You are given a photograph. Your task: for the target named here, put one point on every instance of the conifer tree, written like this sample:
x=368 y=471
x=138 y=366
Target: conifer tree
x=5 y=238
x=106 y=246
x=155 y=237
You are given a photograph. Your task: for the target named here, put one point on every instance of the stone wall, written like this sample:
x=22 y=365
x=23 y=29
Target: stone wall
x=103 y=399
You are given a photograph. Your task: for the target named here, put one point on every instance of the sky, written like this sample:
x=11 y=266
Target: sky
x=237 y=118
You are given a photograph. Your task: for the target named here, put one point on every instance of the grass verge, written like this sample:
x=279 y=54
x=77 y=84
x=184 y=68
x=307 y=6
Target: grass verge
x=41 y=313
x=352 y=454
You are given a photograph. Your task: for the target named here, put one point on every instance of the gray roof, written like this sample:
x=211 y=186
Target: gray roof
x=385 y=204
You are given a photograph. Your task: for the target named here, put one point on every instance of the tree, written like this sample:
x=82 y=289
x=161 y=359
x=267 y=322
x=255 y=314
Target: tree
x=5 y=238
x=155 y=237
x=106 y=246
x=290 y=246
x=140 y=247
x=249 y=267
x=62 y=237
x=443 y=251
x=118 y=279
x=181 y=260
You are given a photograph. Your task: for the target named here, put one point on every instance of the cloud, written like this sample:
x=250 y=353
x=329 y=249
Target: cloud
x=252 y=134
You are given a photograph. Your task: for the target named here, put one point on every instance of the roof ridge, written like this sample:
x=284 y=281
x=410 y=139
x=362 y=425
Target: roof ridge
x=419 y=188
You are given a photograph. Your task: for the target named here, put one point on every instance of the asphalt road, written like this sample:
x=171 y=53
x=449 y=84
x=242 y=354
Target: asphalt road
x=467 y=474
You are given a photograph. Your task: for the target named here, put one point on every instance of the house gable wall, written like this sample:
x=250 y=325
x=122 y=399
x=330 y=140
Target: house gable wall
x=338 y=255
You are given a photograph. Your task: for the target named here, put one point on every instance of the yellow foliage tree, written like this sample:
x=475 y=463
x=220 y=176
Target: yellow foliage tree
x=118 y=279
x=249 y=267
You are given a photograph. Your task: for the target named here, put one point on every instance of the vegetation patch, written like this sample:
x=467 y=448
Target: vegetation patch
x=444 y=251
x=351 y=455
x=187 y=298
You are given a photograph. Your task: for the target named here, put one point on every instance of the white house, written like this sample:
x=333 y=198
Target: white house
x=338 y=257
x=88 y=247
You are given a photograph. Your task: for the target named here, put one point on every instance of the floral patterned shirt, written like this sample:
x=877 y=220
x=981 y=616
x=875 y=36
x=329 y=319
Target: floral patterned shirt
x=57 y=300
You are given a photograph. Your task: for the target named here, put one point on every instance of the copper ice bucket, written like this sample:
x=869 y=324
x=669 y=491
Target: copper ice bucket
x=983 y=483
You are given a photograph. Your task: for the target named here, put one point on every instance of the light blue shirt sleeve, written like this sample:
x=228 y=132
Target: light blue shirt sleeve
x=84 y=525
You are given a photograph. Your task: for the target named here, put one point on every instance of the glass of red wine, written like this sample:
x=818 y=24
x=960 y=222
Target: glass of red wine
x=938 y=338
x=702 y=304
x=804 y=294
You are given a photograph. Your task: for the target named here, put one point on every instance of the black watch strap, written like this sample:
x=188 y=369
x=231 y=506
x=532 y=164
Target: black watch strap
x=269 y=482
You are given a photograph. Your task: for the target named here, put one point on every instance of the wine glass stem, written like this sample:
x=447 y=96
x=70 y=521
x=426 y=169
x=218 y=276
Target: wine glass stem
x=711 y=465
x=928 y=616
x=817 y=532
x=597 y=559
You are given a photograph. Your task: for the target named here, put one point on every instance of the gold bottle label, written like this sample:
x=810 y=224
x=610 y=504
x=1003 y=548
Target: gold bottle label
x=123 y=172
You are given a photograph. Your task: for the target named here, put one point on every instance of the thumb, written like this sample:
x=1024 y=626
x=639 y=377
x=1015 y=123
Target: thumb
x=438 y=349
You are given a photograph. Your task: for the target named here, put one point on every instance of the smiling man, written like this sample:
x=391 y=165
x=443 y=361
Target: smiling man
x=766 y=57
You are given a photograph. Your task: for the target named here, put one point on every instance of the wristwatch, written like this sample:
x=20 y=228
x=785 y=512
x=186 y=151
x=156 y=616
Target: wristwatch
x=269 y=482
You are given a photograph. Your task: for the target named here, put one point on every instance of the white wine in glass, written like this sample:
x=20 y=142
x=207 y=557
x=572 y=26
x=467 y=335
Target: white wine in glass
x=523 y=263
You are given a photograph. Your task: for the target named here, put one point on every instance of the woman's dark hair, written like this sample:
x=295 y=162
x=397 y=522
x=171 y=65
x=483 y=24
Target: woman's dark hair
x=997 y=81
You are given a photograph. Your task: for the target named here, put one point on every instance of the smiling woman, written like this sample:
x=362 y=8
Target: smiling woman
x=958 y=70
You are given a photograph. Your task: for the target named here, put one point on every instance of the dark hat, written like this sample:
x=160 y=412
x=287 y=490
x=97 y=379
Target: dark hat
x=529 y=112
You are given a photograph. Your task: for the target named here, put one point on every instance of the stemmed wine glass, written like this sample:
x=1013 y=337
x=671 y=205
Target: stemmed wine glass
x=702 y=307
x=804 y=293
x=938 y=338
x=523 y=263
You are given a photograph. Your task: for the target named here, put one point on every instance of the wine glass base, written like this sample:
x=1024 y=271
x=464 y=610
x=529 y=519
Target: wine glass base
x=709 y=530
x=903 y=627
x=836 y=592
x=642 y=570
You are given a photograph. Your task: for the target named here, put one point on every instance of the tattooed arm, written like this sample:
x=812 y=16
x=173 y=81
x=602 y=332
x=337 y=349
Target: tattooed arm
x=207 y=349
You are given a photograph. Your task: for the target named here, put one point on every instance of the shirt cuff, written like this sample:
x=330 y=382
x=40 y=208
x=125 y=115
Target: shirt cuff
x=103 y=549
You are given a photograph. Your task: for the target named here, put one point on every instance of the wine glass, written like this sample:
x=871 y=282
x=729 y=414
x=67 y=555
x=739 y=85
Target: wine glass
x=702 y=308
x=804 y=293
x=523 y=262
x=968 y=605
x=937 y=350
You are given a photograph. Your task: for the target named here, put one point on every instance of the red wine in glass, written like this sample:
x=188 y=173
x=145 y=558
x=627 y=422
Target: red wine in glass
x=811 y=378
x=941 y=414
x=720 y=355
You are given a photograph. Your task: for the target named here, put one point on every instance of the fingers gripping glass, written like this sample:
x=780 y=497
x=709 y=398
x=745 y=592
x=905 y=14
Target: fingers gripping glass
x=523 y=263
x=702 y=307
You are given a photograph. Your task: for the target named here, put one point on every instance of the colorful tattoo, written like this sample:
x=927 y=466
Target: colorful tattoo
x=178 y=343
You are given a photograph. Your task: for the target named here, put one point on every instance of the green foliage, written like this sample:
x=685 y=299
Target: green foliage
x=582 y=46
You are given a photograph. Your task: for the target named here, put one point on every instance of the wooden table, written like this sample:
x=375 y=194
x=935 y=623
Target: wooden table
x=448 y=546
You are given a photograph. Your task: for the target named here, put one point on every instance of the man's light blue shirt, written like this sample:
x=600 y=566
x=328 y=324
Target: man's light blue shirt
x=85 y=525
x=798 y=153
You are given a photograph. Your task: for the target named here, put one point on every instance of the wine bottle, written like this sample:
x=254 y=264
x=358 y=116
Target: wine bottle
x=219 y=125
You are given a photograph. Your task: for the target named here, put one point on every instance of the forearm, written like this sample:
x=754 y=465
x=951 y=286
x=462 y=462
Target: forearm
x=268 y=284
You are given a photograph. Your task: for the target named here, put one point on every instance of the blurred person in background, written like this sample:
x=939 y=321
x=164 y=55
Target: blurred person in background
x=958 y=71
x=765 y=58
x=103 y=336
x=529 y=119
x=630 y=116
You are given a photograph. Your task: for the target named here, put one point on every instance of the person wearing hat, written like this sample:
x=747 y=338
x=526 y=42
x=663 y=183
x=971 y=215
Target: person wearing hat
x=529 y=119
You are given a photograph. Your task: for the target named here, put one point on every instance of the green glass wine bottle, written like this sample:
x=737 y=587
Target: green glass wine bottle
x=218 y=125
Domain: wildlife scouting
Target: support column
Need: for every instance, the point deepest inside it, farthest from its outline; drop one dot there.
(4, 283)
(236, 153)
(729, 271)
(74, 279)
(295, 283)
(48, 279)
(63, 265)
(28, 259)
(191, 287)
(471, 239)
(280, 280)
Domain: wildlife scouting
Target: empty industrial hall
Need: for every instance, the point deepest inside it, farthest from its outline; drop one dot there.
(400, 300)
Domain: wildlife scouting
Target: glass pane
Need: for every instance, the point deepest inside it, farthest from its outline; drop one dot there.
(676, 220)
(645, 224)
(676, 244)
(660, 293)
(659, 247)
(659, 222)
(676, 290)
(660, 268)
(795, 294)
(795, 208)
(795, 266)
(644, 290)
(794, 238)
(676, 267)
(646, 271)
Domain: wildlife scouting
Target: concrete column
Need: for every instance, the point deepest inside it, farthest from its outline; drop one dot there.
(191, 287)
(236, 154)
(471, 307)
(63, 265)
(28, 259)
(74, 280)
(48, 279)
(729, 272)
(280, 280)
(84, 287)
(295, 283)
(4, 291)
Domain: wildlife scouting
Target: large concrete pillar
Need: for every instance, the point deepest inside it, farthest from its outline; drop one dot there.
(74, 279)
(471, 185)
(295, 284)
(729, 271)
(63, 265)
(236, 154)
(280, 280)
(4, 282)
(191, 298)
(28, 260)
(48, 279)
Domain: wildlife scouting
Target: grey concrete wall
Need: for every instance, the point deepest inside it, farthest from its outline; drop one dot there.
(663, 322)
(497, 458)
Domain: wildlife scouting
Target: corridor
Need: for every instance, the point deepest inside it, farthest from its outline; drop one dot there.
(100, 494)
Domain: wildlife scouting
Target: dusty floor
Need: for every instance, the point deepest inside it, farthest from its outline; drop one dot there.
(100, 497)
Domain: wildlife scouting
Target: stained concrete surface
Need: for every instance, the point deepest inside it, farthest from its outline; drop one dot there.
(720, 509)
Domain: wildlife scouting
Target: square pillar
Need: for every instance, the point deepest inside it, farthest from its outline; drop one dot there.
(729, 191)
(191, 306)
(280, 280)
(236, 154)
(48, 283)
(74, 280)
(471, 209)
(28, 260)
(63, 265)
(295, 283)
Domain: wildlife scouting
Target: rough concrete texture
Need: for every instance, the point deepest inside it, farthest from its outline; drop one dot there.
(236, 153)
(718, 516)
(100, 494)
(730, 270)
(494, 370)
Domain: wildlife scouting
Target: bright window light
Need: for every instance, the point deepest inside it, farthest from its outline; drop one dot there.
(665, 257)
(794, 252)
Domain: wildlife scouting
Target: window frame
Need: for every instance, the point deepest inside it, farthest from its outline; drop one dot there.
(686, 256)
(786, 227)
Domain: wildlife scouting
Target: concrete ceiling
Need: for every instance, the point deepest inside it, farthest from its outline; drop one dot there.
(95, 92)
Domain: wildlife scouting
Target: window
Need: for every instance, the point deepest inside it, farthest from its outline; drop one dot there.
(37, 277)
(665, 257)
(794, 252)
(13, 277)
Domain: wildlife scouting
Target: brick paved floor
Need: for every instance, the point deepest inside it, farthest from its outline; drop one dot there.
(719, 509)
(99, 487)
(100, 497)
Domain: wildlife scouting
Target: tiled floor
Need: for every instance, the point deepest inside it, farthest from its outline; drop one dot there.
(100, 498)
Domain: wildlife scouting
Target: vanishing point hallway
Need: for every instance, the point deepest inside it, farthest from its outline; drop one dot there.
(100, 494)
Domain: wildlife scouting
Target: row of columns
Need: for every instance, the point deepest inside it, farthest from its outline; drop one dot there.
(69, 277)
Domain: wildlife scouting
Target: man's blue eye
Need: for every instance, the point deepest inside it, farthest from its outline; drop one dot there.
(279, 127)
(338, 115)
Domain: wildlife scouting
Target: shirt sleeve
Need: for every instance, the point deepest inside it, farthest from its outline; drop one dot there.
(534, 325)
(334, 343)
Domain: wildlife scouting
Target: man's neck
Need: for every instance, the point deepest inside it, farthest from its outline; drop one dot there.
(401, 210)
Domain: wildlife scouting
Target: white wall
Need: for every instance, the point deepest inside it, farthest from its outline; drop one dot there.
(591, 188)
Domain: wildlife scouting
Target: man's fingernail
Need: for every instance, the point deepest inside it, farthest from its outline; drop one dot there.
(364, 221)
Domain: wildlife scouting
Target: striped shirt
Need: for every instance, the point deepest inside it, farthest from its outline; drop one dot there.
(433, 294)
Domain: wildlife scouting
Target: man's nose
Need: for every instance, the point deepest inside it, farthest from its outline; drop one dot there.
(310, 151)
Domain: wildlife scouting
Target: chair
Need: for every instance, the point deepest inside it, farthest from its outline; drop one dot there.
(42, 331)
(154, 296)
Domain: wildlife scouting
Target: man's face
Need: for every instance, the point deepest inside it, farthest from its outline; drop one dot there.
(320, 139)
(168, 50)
^^^^^^^^
Please rewrite the data from the line with "the red wine" to the line with "x=720 y=355", changing "red wine in glass" to "glass of red wine" and keeping everything else the same.

**Answer to this problem:**
You are given a photograph. Your task: for the target named here, put one point on every instance of the glass of red wine, written like this sample:
x=188 y=173
x=145 y=558
x=627 y=422
Target: glass of red wine
x=811 y=378
x=941 y=414
x=720 y=355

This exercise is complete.